The first was Long Wood, larched and cratered, studded with cartridges. The 2nd was Ivy Wood, shining in its own rust. The 3rd was Eye Wood, mainly a drift of starry celandines. As each showed its true colours a stab of enjoyment (if you can call it that, but so it was) broke into my sleep.
The fourth wood was different. It was heavy with wood anemone and wild garlic and it was Primary, - so I thought maybe I was on it now. It was Shytte and Strewn Bogroll Wood, too. This was in the armpit of an old crossroads. The crossroads was barren and it was one of those stations in a long journey when you face up to things.
But it wasn't "Yellow Star-of-Bethlehem", that hypothetically common name that tells you everything about the none-impact of Gagea lutea on British culture. The older books, more frankly, just call it "Yellow Gagea". This scarce, reclusive plant has never made any mark.
I reach towards what has never made any mark; I believe we can have an honest relationship.
What I remembered about G. lutea was, 1. It is rare. 2. It is easy to overlook. 3. It flowers in April. 4. It rarely flowers. 5. It grows among lesser celandines and looks exactly like them.

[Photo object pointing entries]

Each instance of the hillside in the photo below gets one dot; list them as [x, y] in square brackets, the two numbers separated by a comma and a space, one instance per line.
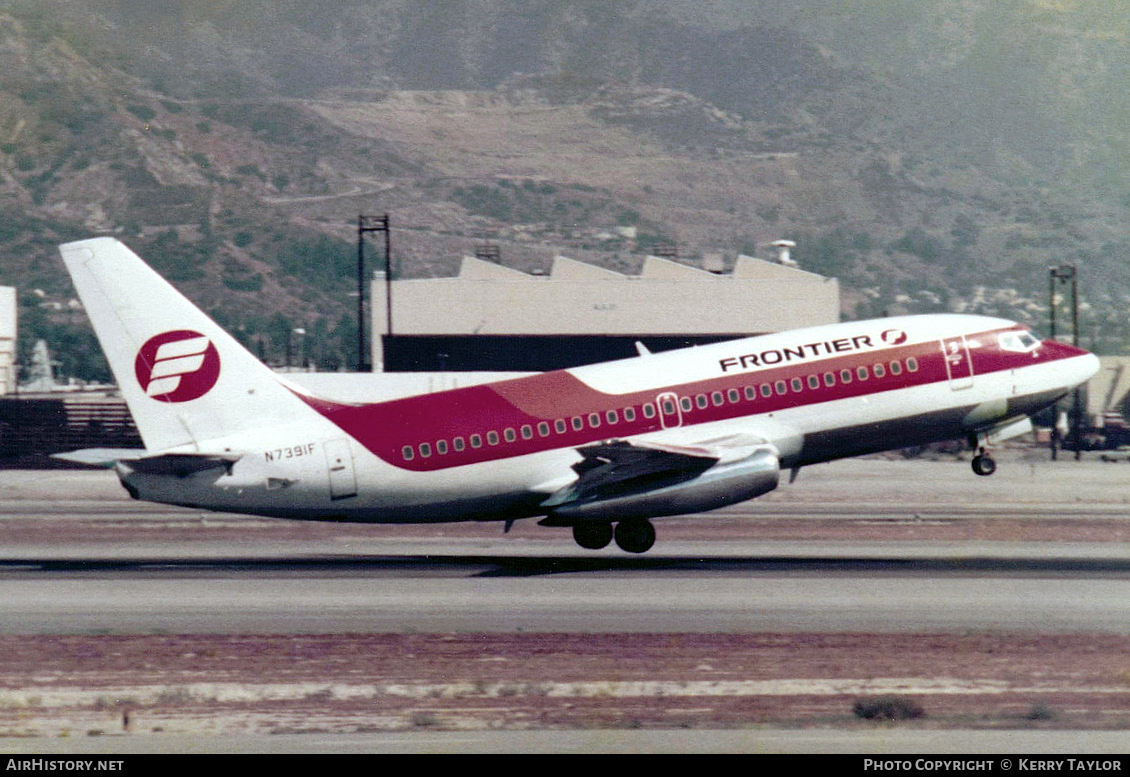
[930, 154]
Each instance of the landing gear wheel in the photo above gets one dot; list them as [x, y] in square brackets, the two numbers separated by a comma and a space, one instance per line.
[592, 535]
[635, 535]
[983, 464]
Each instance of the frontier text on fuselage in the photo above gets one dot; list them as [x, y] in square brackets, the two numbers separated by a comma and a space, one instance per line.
[808, 350]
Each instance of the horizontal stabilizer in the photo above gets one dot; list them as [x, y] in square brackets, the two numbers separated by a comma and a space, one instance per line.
[105, 457]
[179, 464]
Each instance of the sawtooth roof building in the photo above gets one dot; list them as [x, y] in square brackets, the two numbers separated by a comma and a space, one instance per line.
[490, 317]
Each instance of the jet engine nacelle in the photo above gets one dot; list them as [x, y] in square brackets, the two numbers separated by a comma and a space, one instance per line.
[724, 483]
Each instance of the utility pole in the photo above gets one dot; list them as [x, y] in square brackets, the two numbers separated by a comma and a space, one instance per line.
[367, 224]
[1067, 273]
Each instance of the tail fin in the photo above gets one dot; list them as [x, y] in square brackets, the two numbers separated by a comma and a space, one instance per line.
[185, 381]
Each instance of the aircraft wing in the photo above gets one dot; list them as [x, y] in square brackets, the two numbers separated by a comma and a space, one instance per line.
[623, 479]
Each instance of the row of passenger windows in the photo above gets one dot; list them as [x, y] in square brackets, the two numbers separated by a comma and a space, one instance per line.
[716, 399]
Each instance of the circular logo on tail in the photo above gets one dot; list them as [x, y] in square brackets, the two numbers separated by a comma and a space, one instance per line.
[177, 366]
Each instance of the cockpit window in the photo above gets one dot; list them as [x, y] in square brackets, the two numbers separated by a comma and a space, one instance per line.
[1019, 342]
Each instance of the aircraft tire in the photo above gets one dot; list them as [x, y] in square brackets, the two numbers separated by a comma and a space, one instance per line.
[592, 535]
[635, 535]
[984, 465]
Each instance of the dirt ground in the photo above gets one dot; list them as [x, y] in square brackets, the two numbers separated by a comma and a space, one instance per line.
[89, 686]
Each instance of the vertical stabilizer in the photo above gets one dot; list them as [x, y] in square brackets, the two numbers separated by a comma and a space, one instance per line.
[185, 380]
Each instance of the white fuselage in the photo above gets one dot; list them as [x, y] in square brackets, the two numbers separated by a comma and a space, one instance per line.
[500, 451]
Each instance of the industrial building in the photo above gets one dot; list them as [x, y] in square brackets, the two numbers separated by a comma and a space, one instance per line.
[490, 317]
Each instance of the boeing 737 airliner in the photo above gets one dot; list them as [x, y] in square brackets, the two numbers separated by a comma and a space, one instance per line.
[601, 448]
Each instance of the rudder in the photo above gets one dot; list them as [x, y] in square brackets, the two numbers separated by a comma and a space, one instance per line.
[185, 380]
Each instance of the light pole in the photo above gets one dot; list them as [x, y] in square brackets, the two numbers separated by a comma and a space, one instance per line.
[1067, 273]
[367, 224]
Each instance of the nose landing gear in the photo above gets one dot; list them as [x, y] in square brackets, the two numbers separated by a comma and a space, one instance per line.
[983, 464]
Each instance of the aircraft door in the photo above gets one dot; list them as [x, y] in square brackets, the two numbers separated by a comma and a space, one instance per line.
[339, 463]
[670, 415]
[958, 363]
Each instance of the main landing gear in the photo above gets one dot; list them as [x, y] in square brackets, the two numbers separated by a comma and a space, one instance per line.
[634, 535]
[983, 464]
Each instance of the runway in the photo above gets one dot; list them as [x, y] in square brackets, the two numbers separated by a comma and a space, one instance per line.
[92, 560]
[922, 556]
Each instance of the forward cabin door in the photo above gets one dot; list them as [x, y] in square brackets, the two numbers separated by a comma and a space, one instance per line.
[670, 415]
[958, 364]
[339, 461]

#### Written request A
Translate this sentence from the woodland text into French: "I reach towards what has never made any mark; I believe we can have an honest relationship."
#### Written request B
Carry the woodland text on from its final sentence, the fifth remembered point about G. lutea.

#### Exercise output A
Je tends vers ce qui n'a jamais laissé aucune trace ; je crois que nous pouvons entretenir une relation honnête.

#### Exercise output B
These cheering thoughts (not precisely true, by the way) sent me home content at 19:00, to have only stretched my eyes on miles of serpentine quilt.
I was almost as content (a few days later) when I finally made it inside Camber Castle (a dream emplacement, it floats somewhere down in the marsh country and every so often you catch a glimpse of it and you can hardly believe it exists because there's no roads to it) - and yet failed to locate the Wall Germander which is long-documented here.
Others have merely died, I hummed, I rubbed my hands around the floor of that ocean, hand-washing, as you might say, caressingly.